*YOUR OBJECTIVE*
Copy the data below exactly.

*DATA TO EXAMINE*
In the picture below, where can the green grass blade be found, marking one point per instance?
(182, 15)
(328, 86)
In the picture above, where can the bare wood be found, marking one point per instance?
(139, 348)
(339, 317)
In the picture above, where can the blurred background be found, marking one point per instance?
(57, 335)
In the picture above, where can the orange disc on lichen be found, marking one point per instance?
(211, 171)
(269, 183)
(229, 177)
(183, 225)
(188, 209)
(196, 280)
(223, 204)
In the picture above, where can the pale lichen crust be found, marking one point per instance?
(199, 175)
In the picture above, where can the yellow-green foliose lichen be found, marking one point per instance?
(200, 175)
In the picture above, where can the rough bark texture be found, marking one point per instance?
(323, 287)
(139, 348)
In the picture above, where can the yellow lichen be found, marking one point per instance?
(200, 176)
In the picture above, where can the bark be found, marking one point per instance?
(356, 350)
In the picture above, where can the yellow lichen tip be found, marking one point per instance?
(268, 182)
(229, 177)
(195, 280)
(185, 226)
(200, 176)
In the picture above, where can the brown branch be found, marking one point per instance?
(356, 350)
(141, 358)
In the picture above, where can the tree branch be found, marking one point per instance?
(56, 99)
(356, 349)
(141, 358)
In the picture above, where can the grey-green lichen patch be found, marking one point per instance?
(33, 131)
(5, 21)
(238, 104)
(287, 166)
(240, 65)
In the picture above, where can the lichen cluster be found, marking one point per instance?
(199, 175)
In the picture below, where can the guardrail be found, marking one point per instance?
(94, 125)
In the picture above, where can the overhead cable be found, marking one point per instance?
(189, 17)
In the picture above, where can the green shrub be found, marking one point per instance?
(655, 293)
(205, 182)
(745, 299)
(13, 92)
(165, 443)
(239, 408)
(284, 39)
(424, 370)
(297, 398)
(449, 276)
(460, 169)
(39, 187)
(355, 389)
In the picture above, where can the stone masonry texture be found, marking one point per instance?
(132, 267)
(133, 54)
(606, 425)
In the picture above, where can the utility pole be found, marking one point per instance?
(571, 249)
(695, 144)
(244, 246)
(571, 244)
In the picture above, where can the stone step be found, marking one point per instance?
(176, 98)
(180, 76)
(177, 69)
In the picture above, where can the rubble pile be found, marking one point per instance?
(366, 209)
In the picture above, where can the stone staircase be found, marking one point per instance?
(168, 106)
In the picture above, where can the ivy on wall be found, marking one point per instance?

*RESPONSE AREA*
In the picture below, where can the green grass blade be found, marking one point per instance?
(182, 15)
(328, 86)
In the picture above, where can the bare wood be found, marking one point per instance?
(139, 348)
(339, 317)
In the picture above, where can the blurred background be found, marking one point per instance?
(57, 335)
In the picture above, where can the orange disc on lichen be found, marking one point per instance?
(211, 171)
(269, 183)
(229, 177)
(183, 225)
(188, 209)
(196, 280)
(223, 204)
In the picture above, where can the pale lichen crust be found, marking one point per instance?
(199, 175)
In the picture above, where can the yellow-green foliose lichen be found, marking one point per instance?
(200, 175)
In the picture above, where can the rough bark texture be found, marking one point per instance?
(323, 287)
(139, 348)
In the picture above, where can the yellow lichen be found, marking one point per instance?
(200, 176)
In the picture above, where can the bark be found, marking one point per instance?
(356, 350)
In the picture above, where can the yellow lichen tip be found, marking one point per instance?
(268, 182)
(229, 177)
(195, 280)
(185, 226)
(200, 176)
In the picture above, where can the brown branch be found, marking one point per instance?
(356, 350)
(141, 358)
In the picture above, where can the tree branch be found, marking one point per instance?
(56, 99)
(356, 349)
(141, 358)
In the picture above, where can the grey-green lichen patch be found, marking one point per instance?
(33, 131)
(5, 21)
(238, 104)
(287, 166)
(240, 65)
In the picture above, where can the lichen cluster be found, marking one point per instance?
(199, 175)
In the picture below, where can the guardrail be found, marking one point per instance?
(94, 125)
In the picture above, where can the overhead cable be found, marking one point per instance?
(189, 17)
In the picture above, where can the green shrub be found, marking one point per instance?
(655, 293)
(205, 182)
(745, 299)
(13, 92)
(165, 443)
(239, 408)
(284, 39)
(424, 370)
(297, 398)
(449, 276)
(460, 169)
(39, 187)
(355, 389)
In the picture above, where can the stone masonry texture be found, marking one point per instance?
(132, 267)
(133, 54)
(606, 425)
In the picture above, where can the utility pole be found, marking one point per instance?
(571, 249)
(695, 144)
(244, 246)
(571, 244)
In the picture above, where can the stone step be found, marking one point per instance?
(176, 98)
(180, 76)
(177, 69)
In the picture above, where can the rubble pile be found, marking one point per instance?
(366, 209)
In the picture above, where can the stone staircase be found, marking one point per instance?
(168, 106)
In the picture above, where can the ivy on wall be found, marking one point per instance?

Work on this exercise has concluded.